-- STORED DATA follows --
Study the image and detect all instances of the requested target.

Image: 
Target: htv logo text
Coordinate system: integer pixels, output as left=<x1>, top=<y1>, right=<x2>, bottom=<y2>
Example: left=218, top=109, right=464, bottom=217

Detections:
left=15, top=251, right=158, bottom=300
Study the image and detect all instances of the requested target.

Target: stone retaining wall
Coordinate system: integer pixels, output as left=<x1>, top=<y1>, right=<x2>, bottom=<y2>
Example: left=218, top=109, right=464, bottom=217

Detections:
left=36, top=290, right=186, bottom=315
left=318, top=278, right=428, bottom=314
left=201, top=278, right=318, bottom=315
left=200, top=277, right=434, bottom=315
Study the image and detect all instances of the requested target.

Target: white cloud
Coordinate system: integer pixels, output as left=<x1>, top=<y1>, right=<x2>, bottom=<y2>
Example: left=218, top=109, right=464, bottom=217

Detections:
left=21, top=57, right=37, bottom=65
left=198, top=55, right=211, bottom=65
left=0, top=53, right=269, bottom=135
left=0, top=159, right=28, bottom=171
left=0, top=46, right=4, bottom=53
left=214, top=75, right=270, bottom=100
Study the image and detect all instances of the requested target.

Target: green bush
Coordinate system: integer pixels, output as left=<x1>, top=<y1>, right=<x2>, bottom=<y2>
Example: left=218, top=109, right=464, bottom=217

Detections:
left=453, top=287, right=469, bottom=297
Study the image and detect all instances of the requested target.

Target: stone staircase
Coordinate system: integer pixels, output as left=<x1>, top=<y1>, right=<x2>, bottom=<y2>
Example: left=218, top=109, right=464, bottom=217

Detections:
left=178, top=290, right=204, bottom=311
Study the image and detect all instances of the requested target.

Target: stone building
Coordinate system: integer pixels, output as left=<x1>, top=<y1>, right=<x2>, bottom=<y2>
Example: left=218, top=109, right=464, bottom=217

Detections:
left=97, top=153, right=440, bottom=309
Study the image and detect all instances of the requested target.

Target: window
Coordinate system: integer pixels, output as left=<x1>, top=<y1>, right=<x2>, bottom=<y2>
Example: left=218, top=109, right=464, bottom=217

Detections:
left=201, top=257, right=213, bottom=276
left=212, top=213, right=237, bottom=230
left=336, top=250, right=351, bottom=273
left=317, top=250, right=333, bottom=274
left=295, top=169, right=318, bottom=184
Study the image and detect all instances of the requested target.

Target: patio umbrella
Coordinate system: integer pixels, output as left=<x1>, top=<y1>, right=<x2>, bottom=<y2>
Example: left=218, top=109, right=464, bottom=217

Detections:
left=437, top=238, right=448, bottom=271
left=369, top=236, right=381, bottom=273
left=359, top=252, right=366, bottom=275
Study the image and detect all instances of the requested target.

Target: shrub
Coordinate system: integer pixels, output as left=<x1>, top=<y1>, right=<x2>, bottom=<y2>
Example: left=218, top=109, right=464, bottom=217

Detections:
-- STORED DATA concluded --
## [WHAT THE TASK REQUIRES]
Copy out all of the data. Keep every word unchanged.

## [TASK ANSWER]
Study the image and detect all instances of the requested target.

Image: 
Target: htv logo text
Coordinate system: integer pixels, output as left=<x1>, top=<y1>, right=<x2>, bottom=<y2>
Example: left=218, top=109, right=464, bottom=217

Detections:
left=15, top=251, right=158, bottom=300
Study the image and detect all instances of the requested target.

Target: stone retaining wall
Coordinate system: integer pixels, output as left=<x1>, top=<y1>, right=<x2>, bottom=<y2>
Example: left=218, top=109, right=464, bottom=217

Detections:
left=36, top=290, right=186, bottom=315
left=318, top=278, right=428, bottom=314
left=201, top=278, right=318, bottom=315
left=200, top=277, right=434, bottom=315
Study the image and detect all instances of the requested target.

Target: white cloud
Coordinate system: integer pixels, output as left=<x1>, top=<y1>, right=<x2>, bottom=<y2>
Example: left=218, top=109, right=464, bottom=217

Detections:
left=21, top=57, right=37, bottom=65
left=198, top=55, right=211, bottom=65
left=0, top=53, right=269, bottom=135
left=0, top=159, right=28, bottom=171
left=0, top=46, right=4, bottom=53
left=214, top=75, right=270, bottom=100
Study the image and detect all instances of the requested target.

Target: green bush
Coordinate system: integer pixels, output as left=<x1>, top=<y1>, right=<x2>, bottom=<y2>
Example: left=218, top=109, right=464, bottom=217

Detections:
left=453, top=287, right=469, bottom=297
Study the image and detect all instances of the requested target.

Target: stone staircase
Coordinate system: integer pixels, output as left=<x1>, top=<y1>, right=<x2>, bottom=<y2>
Example: left=218, top=109, right=464, bottom=217

Detections:
left=178, top=290, right=204, bottom=311
Study the image and detect all instances of the requested target.

Target: stone building
Coordinate system: integer pixels, output as left=<x1>, top=<y1>, right=<x2>, bottom=<y2>
Example: left=218, top=109, right=464, bottom=217

Detections:
left=97, top=153, right=440, bottom=309
Study the image and detect all instances of the requested target.

Target: window
Coordinate system: integer pixels, output as left=<x1>, top=<y1>, right=<x2>, bottom=<y2>
Example: left=218, top=109, right=464, bottom=217

Detections:
left=201, top=257, right=213, bottom=276
left=212, top=213, right=237, bottom=230
left=336, top=250, right=351, bottom=273
left=317, top=250, right=333, bottom=274
left=295, top=169, right=318, bottom=184
Study the image and detect all instances of the requested target.

Target: patio umbrella
Coordinate system: integer pixels, output as left=<x1>, top=<y1>, right=<x2>, bottom=<y2>
Example: left=218, top=109, right=464, bottom=217

Detections:
left=437, top=238, right=448, bottom=271
left=369, top=236, right=381, bottom=273
left=359, top=252, right=366, bottom=275
Study the image and detect all instances of the requested target.

Target: shrub
Coordinate system: integer pixels, output as left=<x1>, top=<y1>, right=<x2>, bottom=<y2>
Example: left=218, top=109, right=464, bottom=217

Detections:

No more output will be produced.